| YOUR OBJECTIVE |
The response should consist of the records that follow, printed exactly.

Saved entries:
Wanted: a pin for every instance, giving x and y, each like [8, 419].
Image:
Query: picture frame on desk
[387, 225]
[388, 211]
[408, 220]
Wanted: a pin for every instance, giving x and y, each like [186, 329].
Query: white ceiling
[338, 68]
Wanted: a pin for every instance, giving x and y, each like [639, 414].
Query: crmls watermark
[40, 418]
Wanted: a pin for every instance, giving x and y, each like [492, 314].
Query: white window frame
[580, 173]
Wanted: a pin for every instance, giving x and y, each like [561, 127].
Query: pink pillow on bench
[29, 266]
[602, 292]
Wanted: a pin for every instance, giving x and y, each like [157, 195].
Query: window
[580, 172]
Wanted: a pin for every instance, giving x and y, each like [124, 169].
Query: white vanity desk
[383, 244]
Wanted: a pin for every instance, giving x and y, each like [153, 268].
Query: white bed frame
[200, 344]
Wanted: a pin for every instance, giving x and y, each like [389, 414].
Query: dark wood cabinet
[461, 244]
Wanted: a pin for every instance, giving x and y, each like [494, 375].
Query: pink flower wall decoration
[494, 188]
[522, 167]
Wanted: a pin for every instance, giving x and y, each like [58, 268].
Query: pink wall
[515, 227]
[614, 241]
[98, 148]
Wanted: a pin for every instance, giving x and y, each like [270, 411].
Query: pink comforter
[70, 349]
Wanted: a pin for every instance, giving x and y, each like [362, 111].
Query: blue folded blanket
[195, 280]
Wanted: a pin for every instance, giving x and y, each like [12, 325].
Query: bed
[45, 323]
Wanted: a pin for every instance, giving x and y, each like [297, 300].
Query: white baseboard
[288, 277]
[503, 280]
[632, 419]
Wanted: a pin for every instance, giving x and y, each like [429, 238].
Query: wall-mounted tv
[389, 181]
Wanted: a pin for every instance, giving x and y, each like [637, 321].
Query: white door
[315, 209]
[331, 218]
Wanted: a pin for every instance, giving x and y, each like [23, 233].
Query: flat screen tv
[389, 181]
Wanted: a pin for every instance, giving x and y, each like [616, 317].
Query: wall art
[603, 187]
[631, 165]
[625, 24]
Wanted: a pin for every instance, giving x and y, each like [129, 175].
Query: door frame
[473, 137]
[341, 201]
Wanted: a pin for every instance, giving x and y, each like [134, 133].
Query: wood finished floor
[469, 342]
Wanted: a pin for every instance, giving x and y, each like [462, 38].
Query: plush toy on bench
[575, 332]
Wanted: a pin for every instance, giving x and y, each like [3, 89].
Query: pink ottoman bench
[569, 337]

| REPLY TO THE TASK |
Wanted: a pin for every instance, giving x and y, each like [8, 419].
Image:
Query: picture frame on desk
[387, 225]
[388, 211]
[408, 220]
Wanted: a pin for every instance, giving x and y, each like [186, 329].
Query: white ceiling
[338, 68]
Wanted: a pin for every instance, giving x and y, each like [639, 414].
Query: crmls watermark
[40, 418]
Wanted: a pin for every instance, giving x and y, each like [492, 314].
Query: white window frame
[580, 173]
Wanted: a pin for every instance, giving x and y, each like [561, 127].
Query: pink pillow on bench
[29, 266]
[602, 292]
Wanted: a pin for every instance, giving x and y, each like [157, 195].
Query: window
[580, 172]
Wanted: a pin for every instance, giving x and y, each like [124, 169].
Query: white vanity desk
[383, 244]
Wanted: a pin for every instance, giving x and y, each like [153, 268].
Query: white bed frame
[200, 344]
Wanted: a pin for every instance, giving x and y, each like [389, 414].
Query: dark wood cabinet
[461, 244]
Wanted: a pin for every instance, giving x and y, each like [494, 375].
Query: pink flower wall decoration
[494, 188]
[522, 167]
Wanted: a pin for every instance, giving x and y, each like [58, 268].
Query: pink wall
[515, 227]
[614, 241]
[98, 148]
Wanted: a pin for every instance, giving x and y, each like [270, 411].
Query: pink comforter
[70, 349]
Wanted: a pin for every instance, giving x and y, each like [362, 111].
Query: blue folded blanket
[195, 280]
Wanted: a pin for every instance, giving x and y, each like [12, 325].
Query: bed
[45, 323]
Wanted: a pin for every instance, giving x and y, each like [297, 300].
Query: white baseboard
[288, 277]
[503, 280]
[632, 419]
Wanted: a pin for every instance, giving x and y, each like [429, 238].
Query: wall-mounted tv
[389, 181]
Wanted: a pin for every instance, giving x and y, each like [637, 321].
Query: white door
[315, 209]
[331, 218]
Wanted: a pin for every instance, giving x and y, each like [23, 233].
Query: flat screen tv
[389, 181]
Wanted: a pin for every instance, giving x and y, each like [616, 317].
Query: wall art
[603, 187]
[631, 165]
[625, 24]
Wanted: a pin for every instance, giving x and y, each like [129, 175].
Query: door frame
[473, 137]
[341, 201]
Wanted: a pin for every instance, giving x and y, each like [134, 133].
Query: wood finished floor
[469, 342]
Wanted: a pin for every instance, giving x and y, each like [462, 38].
Query: plush toy on bench
[575, 332]
Wanted: a pin for every instance, giving x and y, each like [3, 89].
Query: pink ottoman bench
[569, 337]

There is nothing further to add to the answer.